Return the passage of the film review below word for word, from "Amin wakes in" up to and including "rot and decay.".

_Text to read_
>>>>>

The Last King of Scotland may never play in rural Nebraska, but the Rural Nebraska Film Critics Society might say Forest Whitaker gave 2006’s best male-lead performance on precedent.
Practically every other critical group has rewarded him, and he’s considered a shoo-in for an Oscar. Whitaker’s much-ballyhooed performance as madman Ugandan ruler Idi Amin isn’t worth the greatest-of-all-time hyperbole. But one scene proves just how transcendent his acting is above what becomes an otherwise rote on-the-run thriller that sidelines Whitaker in its second hour.
Amin wakes in the middle of the night with severe stomach pains. Convinced he’s been poisoned in an assassination attempt, he calls for his personal physician, Nicholas Garrigan (James McAvoy), to treat him immediately. Garrigan grabs a baseball bat after spotting open bottles of beer and pills, asks Amin to sit down, presses the bat to his stomach and has him stand up.
What emits is a subwoofer-rattling fart that would make a sound-effects guy on a kids’ film weep, and that it’s only trapped gas is nominally funny for about a second. But Whitaker twists the throwaway gag into deep character nuances of Amin’s recklessness, paranoia and shame at showing weakness. That is how good Whitaker is; it’s not just the wheels of evil that turn in Amin’s brain, but also how the mentally claustrophobic mix of fear and power can cause rot and decay.

<<<<<

_Excerpted data_
>>>>>

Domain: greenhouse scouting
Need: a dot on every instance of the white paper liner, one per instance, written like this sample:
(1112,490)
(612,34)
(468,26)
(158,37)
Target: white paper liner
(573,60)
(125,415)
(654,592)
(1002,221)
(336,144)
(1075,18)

<<<<<

_Correct answer_
Amin wakes in the middle of the night with severe stomach pains. Convinced he’s been poisoned in an assassination attempt, he calls for his personal physician, Nicholas Garrigan (James McAvoy), to treat him immediately. Garrigan grabs a baseball bat after spotting open bottles of beer and pills, asks Amin to sit down, presses the bat to his stomach and has him stand up.
What emits is a subwoofer-rattling fart that would make a sound-effects guy on a kids’ film weep, and that it’s only trapped gas is nominally funny for about a second. But Whitaker twists the throwaway gag into deep character nuances of Amin’s recklessness, paranoia and shame at showing weakness. That is how good Whitaker is; it’s not just the wheels of evil that turn in Amin’s brain, but also how the mentally claustrophobic mix of fear and power can cause rot and decay.